> [THE PROBLEM]: Your task is to transcribe all the entries exactly, excluding pictures.

> [DATASET CONTENT]:
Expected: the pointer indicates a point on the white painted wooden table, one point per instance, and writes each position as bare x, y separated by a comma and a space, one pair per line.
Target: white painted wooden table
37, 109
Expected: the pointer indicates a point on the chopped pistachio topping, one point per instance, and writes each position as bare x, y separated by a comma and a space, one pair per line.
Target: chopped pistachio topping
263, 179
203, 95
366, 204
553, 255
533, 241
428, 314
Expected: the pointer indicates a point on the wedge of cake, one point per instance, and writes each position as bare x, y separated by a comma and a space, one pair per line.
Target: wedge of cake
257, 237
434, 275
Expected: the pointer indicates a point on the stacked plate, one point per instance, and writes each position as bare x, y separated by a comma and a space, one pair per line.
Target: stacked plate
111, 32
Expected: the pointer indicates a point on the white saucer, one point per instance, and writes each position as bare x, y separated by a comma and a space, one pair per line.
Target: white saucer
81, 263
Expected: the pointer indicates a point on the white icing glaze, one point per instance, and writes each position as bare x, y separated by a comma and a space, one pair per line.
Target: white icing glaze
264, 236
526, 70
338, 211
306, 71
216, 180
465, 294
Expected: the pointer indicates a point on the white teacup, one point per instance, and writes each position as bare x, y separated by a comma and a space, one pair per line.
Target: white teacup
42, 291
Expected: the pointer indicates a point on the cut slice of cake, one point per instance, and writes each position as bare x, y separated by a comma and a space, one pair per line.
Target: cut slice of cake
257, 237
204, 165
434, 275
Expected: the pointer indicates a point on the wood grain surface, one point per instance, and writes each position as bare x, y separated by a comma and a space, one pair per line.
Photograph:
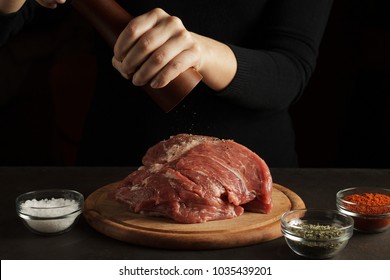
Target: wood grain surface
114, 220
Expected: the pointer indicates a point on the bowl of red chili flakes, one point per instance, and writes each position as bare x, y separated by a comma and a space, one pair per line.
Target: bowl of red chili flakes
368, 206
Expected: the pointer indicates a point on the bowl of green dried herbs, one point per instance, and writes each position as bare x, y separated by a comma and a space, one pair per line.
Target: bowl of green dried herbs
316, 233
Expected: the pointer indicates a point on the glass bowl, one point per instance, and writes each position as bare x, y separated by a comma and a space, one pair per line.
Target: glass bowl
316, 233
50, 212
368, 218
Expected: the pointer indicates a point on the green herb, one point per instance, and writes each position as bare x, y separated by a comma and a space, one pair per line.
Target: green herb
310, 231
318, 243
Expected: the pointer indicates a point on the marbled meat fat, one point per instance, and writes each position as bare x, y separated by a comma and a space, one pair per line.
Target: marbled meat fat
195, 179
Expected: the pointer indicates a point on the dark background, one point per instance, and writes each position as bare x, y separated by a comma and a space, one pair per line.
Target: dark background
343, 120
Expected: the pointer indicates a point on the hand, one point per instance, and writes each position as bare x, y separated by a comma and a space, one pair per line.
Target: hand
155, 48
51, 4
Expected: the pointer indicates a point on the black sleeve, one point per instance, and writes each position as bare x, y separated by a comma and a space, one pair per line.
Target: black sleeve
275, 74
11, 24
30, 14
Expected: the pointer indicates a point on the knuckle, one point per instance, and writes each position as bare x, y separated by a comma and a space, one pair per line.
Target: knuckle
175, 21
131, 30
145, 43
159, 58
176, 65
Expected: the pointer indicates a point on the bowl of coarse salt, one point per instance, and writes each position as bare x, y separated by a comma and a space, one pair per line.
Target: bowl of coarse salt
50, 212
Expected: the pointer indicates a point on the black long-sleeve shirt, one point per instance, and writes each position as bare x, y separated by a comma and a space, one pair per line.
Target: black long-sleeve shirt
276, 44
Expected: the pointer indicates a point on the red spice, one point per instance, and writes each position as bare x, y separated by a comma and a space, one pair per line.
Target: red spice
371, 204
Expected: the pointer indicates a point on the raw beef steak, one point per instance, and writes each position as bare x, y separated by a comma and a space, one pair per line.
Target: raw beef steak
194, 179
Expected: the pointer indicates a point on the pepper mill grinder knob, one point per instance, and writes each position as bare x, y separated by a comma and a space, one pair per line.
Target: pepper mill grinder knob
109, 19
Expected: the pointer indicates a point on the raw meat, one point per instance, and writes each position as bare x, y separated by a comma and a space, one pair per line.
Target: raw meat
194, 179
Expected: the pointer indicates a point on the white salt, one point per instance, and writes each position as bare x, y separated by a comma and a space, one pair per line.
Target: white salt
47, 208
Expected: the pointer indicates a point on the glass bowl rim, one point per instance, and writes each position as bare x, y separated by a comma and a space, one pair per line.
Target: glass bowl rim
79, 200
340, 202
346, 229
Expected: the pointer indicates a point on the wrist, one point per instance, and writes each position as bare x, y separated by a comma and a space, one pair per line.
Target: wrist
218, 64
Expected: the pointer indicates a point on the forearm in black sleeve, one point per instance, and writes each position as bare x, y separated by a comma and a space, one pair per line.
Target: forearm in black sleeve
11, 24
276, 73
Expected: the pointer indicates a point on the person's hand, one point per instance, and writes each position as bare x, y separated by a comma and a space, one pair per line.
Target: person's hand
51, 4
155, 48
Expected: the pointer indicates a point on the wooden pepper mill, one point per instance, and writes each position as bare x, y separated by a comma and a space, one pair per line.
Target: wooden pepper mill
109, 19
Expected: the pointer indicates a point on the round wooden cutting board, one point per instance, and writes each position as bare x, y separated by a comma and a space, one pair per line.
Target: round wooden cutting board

> [RESPONSE TO THE EXERCISE]:
Expected: the pointer indicates a point on the white painted wooden table, one point per instance, and writes each position as bare x, y separated by a comma and a space, one pair per line.
Target: white painted wooden table
37, 109
Expected: the pointer indicates a point on the chopped pistachio topping, one point per instance, and writes each position as bare x, y separated by a comma and a space, one pair per line.
Target: chopped pistachio topping
263, 179
203, 95
366, 204
553, 255
533, 241
428, 314
Expected: the pointer indicates a point on the wedge of cake, one point per instance, and writes each position as bare x, y separated by a comma and a space, one pair per line.
Target: wedge of cake
257, 237
434, 275
Expected: the pointer indicates a point on the stacked plate, one point per instance, and writes each position as bare x, y separated by a comma and a space, one pair per line.
Target: stacked plate
111, 32
Expected: the pointer indicates a point on the white saucer, one point per instance, and writes each position as bare x, y separated by a comma and a space, one pair per line.
Target: white saucer
81, 263
Expected: the pointer indicates a point on the white icing glaze, one point per instance, and writes each position as bare x, y separated by a comma and a space, one pair per line.
Target: white icing glaze
264, 236
526, 70
338, 211
306, 71
216, 180
465, 294
Expected: the pointer indicates a point on the white teacup, one point per instance, and writes each position as bare x, y separated by a comma and a space, one pair per line.
Target: white teacup
42, 291
Expected: the pointer indicates a point on the cut slice of cake, one point per instance, and writes each position as bare x, y separated by a comma and a space, one pair per line.
Target: cut slice of cake
257, 237
204, 165
434, 275
Expected: the pointer indicates a point on the wood grain surface, one point per instance, and writes each position as bare x, y separated by a comma and a space, one pair per line.
Photograph:
Target: wood grain surface
114, 220
Expected: the pointer indicates a point on the bowl of red chili flakes, one point per instance, and writes each position as bare x, y separated by a comma and a space, one pair per line.
Target: bowl of red chili flakes
368, 206
Expected: the pointer indicates a point on the bowl of green dried herbs, one point per instance, and writes each position as bare x, y separated by a comma and a space, one pair per line.
Target: bowl of green dried herbs
316, 233
Expected: the pointer indicates a point on the glass bowl, one point per instance, and writes each position as bare x, y separated by a comma and a space, one pair per line.
Target: glass bowl
316, 233
50, 212
368, 218
Expected: the pointer indicates a point on the green herb, one point per instance, and writes each position as bare x, y separated by a comma and a space, one pair per line.
Target: green herb
310, 231
318, 243
Expected: the pointer indicates a point on the marbled meat fat, one point per instance, and writes each position as bare x, y separated by a comma and a space, one pair per line.
Target: marbled meat fat
195, 179
Expected: the pointer indicates a point on the dark background, one point per instance, and writes each position as bare x, y separated by a comma and a space, one pair per line.
Target: dark background
343, 120
Expected: the pointer indicates a point on the hand, one point per instance, and writes each position as bare x, y separated by a comma and a space, one pair per line.
Target: hand
155, 48
51, 4
Expected: the pointer indicates a point on the black sleeve, one point per instance, and writes each position as bare x, y separated by a comma and a space, one pair per line.
Target: black sleeve
275, 74
11, 24
30, 14
Expected: the pointer indicates a point on the knuckle, one point per instance, and writes each position as bare x, y separated by a comma and a space, one pair per line.
Target: knuckle
175, 21
131, 30
145, 43
159, 58
176, 65
Expected: the pointer indicates a point on the bowl of coarse salt, one point per instance, and writes each position as bare x, y separated by a comma and a space, one pair per line.
Target: bowl of coarse salt
50, 212
Expected: the pointer indicates a point on the black long-sleeve shirt, one point per instance, and writes each position as bare x, y separated by a comma and a space, one pair per line.
Target: black long-sleeve shirt
276, 44
Expected: the pointer indicates a point on the red spice, one point per instance, and writes each position as bare x, y separated by a comma and a space, one pair per line.
Target: red spice
371, 204
Expected: the pointer indicates a point on the raw beef steak, one point per instance, and writes each position as bare x, y separated by a comma and a space, one pair per line.
Target: raw beef steak
194, 179
Expected: the pointer indicates a point on the pepper mill grinder knob, one point per instance, and writes each position as bare x, y separated by a comma and a space, one pair per line.
Target: pepper mill grinder knob
109, 19
Expected: the pointer indicates a point on the raw meat, one point per instance, and writes each position as bare x, y separated by a comma and a space, one pair per line.
Target: raw meat
194, 179
Expected: the pointer indicates a point on the white salt, one point per instance, and writes each position as bare x, y separated by a comma and a space, one pair per line.
Target: white salt
47, 208
Expected: the pointer indicates a point on the glass bowl rim, one point per instance, and writes each position as bare x, y separated by a comma and a space, one pair per line.
Target: glass bowl rim
79, 200
340, 202
346, 229
Expected: the pointer indicates a point on the wrist, one point per instance, and writes each position as bare x, y separated by a comma and a space, one pair per line.
Target: wrist
218, 64
Expected: the pointer indicates a point on the forearm in black sleeve, one point per instance, and writes each position as bare x, y separated by a comma and a space, one pair per line.
Target: forearm in black sleeve
11, 24
276, 73
Expected: the pointer indicates a point on the person's hand, one point per instance, and writes each position as bare x, y separated by a comma and a space, one pair per line.
Target: person's hand
51, 4
155, 48
Expected: the pointer indicates a point on the wooden pepper mill, one point per instance, and writes each position as bare x, y separated by a comma and a space, one pair per line.
Target: wooden pepper mill
109, 19
Expected: the pointer indicates a point on the round wooden cutting board, one point per instance, and writes each position as bare x, y separated by a comma and a space, one pair per line.
Target: round wooden cutting board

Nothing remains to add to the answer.